In this exercise, each record below is to be written out again exactly.
══════
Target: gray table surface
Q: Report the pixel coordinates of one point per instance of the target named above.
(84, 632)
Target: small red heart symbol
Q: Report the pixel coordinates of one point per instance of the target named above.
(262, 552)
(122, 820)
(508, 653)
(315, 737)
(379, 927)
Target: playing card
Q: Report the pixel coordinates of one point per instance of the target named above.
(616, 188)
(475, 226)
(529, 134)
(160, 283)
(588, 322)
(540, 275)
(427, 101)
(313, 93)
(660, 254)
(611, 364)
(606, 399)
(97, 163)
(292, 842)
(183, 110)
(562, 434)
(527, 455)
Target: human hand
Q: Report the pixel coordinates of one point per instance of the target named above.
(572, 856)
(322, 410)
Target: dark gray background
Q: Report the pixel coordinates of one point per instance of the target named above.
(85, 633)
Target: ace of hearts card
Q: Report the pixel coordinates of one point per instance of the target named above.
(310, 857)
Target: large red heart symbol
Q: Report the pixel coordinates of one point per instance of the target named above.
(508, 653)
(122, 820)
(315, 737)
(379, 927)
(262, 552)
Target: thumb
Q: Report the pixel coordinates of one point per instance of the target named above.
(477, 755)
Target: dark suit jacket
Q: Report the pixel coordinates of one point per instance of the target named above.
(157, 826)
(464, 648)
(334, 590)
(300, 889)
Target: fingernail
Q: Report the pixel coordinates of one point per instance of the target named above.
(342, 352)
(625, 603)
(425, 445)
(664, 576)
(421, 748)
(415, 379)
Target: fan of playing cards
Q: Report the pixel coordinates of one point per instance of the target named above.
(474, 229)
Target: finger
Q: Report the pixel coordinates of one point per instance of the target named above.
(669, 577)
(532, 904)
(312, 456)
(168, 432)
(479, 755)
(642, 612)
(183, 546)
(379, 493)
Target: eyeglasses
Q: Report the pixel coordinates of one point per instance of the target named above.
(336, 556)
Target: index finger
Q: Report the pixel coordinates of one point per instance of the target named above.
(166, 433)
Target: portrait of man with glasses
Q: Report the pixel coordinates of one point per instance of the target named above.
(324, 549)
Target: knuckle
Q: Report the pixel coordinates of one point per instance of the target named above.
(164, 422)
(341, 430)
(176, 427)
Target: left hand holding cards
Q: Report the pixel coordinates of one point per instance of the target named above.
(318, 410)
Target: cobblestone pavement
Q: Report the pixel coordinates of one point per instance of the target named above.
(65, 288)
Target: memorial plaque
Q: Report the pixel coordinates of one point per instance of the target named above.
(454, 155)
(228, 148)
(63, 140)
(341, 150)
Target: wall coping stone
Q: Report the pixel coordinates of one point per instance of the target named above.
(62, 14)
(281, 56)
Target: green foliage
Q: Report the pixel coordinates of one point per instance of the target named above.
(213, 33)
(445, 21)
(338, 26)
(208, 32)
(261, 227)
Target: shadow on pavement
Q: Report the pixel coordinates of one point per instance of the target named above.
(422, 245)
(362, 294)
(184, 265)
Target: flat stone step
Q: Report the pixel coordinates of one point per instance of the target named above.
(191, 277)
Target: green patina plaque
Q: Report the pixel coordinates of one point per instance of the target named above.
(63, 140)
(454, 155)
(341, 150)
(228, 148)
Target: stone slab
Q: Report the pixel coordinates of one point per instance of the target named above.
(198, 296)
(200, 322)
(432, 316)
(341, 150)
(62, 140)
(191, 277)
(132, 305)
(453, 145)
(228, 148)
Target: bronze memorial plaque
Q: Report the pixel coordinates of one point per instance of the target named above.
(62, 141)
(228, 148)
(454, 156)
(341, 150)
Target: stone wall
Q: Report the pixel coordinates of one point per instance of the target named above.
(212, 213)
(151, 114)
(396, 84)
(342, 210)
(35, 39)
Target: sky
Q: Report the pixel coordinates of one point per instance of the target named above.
══════
REPLY TO THE TASK.
Target: gray table surface
Q: Report the pixel coordinates of one point per instance of the target named above.
(84, 632)
Target: small red heart symbol
Q: Report the pixel coordinates of one point per instance of the target named above.
(262, 552)
(122, 820)
(508, 653)
(315, 737)
(379, 927)
Target: playing card
Q: Report the pixel coordinates of one point per instance of the target named above.
(616, 188)
(475, 226)
(529, 134)
(160, 283)
(588, 322)
(540, 275)
(427, 101)
(313, 93)
(660, 254)
(611, 364)
(606, 399)
(97, 163)
(292, 842)
(183, 110)
(562, 434)
(527, 455)
Target: human hand
Q: Report the pixel coordinates of one point per instance of the target named above.
(572, 856)
(322, 410)
Target: dark gray background
Q: Report the pixel coordinates of one point per instance of the target named above.
(85, 633)
Target: ace of hearts card
Q: Report the pixel coordinates of one point per instance of the target named above.
(310, 857)
Target: large red heart symbol
Q: Report the pixel coordinates of one point per instance of the target named above.
(508, 653)
(122, 820)
(315, 737)
(379, 927)
(262, 552)
Target: thumb
Q: Report the pixel coordinates of one point per instance of the target named above.
(477, 755)
Target: dark suit jacket
Q: Report the pixel coordinates of one point per instance of the target named above.
(157, 826)
(464, 648)
(334, 590)
(300, 889)
Target: fingernail
Q: Report the pixel coordinates of one point per instance of the target named above.
(342, 352)
(625, 603)
(425, 445)
(664, 576)
(421, 748)
(415, 379)
Target: fan of playing cards
Q: Report the pixel coordinates of one point per instance of the target named above.
(474, 229)
Target: finger
Q: Report the pixel coordinates of one point per instance of the target named above.
(669, 577)
(532, 904)
(312, 456)
(168, 432)
(479, 755)
(642, 612)
(183, 546)
(379, 493)
Target: eyeglasses
Q: Report the pixel coordinates of one point per instance of the target named above.
(336, 556)
Target: index finger
Q: Report the pixel coordinates of one point per instance of the target named above.
(166, 433)
Target: portrait of man with glasses
Q: Report the pixel coordinates of one point per instance of the target named above.
(324, 549)
Target: knuckle
Q: Report the pixel coordinates of one point per instance of the target named above.
(164, 422)
(341, 430)
(176, 427)
Target: left hand holding cards
Q: Report the pixel coordinates of one point per instance of the target named above.
(318, 410)
Target: cobblestone pavement
Q: Report the pixel coordinates of one point per instance of the target named above.
(65, 288)
Target: memorial plaque
Q: Report the pixel coordinates of one point per instance of the target named above.
(454, 155)
(228, 148)
(63, 140)
(341, 150)
Target: wall coping stone
Q: Report the pixel coordinates of one point per instance of the target named above.
(62, 14)
(281, 56)
Target: green foliage
Q: Report the pixel coordinates of one point per instance of the target named above.
(213, 33)
(445, 21)
(338, 26)
(208, 32)
(261, 227)
Target: shadow on pavement
Q: Report the pixel coordinates of one point per instance of the target named above.
(422, 245)
(362, 294)
(184, 265)
Target: flat stone step
Q: Report the pixel coordinates of one point per instance of the target named above.
(191, 277)
Target: green patina plaque
Q: Report the pixel coordinates of one point per instance of the target named above.
(63, 140)
(454, 155)
(341, 150)
(228, 148)
Target: stone slab
Q: Report the pixel coordinates of one point per instance of the target named above.
(198, 296)
(200, 322)
(432, 316)
(341, 150)
(62, 140)
(191, 277)
(132, 305)
(453, 145)
(228, 148)
Target: bronze memorial plaque
Q: Report the pixel coordinates of one point per instance of the target named above.
(62, 141)
(228, 148)
(454, 156)
(341, 150)
Target: stone wall
Q: Report the pixel coordinates of one point per instance of the target named above.
(212, 213)
(151, 114)
(396, 84)
(342, 210)
(35, 39)
Target: sky
Q: Report the pixel coordinates of one point per instance of the target named above.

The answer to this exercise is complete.